----- EXTRACTED INFORMATION -----

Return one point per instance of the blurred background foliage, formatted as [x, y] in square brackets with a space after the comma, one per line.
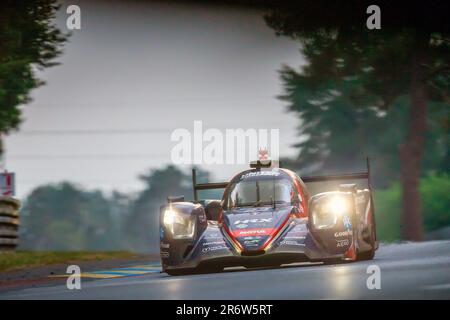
[66, 217]
[353, 98]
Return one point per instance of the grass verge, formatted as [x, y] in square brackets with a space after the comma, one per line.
[25, 259]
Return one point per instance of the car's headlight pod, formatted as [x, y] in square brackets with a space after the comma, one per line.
[180, 225]
[328, 210]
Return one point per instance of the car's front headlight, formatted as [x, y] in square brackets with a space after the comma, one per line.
[326, 212]
[180, 225]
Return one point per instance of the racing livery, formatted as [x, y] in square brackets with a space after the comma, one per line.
[267, 217]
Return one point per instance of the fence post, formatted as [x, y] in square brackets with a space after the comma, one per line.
[9, 223]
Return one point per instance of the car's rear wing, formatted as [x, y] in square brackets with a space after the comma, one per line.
[332, 177]
[346, 176]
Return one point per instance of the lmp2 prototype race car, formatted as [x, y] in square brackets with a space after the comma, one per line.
[267, 217]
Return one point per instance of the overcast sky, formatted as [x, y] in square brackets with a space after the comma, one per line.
[135, 72]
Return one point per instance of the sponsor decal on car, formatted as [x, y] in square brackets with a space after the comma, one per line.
[214, 248]
[256, 220]
[213, 243]
[291, 243]
[343, 234]
[252, 232]
[342, 243]
[347, 222]
[260, 173]
[253, 242]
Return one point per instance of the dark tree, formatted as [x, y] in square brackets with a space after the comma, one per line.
[365, 74]
[28, 39]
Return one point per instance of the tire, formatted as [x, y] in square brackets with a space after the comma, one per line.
[369, 255]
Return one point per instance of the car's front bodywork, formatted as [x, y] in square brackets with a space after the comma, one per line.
[327, 226]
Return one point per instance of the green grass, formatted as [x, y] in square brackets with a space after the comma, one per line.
[25, 259]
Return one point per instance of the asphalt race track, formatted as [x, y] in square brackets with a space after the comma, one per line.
[408, 271]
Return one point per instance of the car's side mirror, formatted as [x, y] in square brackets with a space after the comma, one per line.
[212, 210]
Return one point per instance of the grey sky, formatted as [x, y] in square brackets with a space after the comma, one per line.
[135, 72]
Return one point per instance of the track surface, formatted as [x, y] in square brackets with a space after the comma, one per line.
[408, 271]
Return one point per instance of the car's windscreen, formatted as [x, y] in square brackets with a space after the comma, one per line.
[260, 192]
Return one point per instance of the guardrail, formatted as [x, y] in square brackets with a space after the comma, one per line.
[9, 223]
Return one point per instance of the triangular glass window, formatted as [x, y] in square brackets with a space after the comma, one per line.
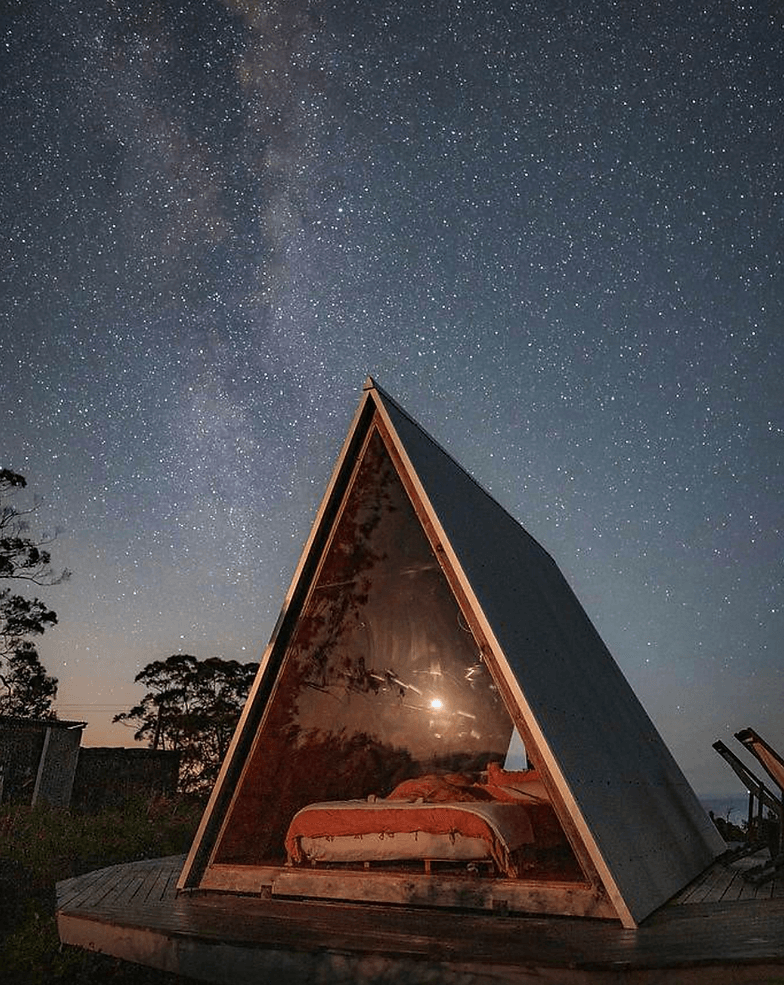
[382, 689]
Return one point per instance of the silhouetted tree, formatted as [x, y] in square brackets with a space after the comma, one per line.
[26, 690]
[192, 706]
[25, 687]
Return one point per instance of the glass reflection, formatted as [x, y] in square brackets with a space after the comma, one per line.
[382, 681]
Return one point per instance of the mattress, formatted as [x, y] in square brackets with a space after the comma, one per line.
[365, 831]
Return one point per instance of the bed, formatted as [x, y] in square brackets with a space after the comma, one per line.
[498, 819]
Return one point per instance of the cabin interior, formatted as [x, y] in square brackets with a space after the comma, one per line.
[386, 747]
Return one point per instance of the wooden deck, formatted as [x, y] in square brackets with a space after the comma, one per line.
[719, 929]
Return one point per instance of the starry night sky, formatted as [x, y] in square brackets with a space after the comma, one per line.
[552, 230]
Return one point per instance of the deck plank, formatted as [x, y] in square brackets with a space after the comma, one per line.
[702, 927]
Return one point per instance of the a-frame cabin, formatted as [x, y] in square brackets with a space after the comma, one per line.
[435, 720]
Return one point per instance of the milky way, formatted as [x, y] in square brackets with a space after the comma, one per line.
[551, 230]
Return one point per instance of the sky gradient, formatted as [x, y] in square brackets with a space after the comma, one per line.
[552, 231]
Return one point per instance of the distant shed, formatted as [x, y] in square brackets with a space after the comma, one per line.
[38, 759]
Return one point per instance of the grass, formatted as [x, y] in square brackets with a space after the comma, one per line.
[39, 846]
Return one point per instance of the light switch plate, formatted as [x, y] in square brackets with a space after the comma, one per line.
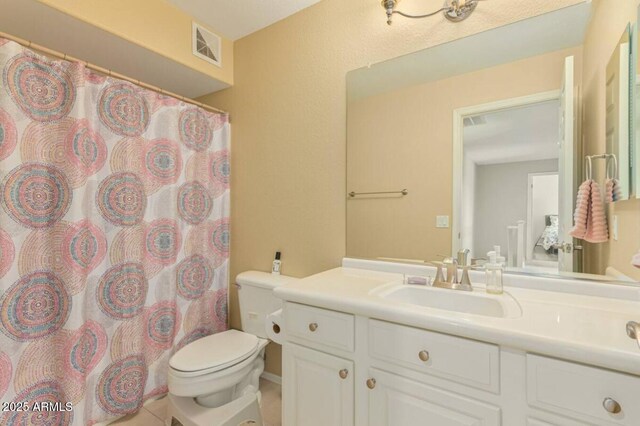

-----

◆ **STATED GOAL**:
Please rewrite the records starting at the line containing "Return one point per instance of the sky" and ending at the end of the records, replacing "sky gradient" with "sky glow" and keeping everything else the same. Give only those lines, and leave the pictures out of your answer.

◆ **TASK SOLUTION**:
Return one point per instance of the sky glow, formatted as [x, y] in square brackets with a space after the comma, one per line.
[552, 231]
Return one point per instance of the distant shed, formatted as [x, y] in square brackets with a space after the comma, one per line.
[38, 759]
Return one point per instance of the grass, formatted as [x, y] in square brackets with a space after the comma, one per line.
[39, 846]
Return one point per instance of the light switch plate, formatted as [x, y] in square brackets with a space after the comma, one per line.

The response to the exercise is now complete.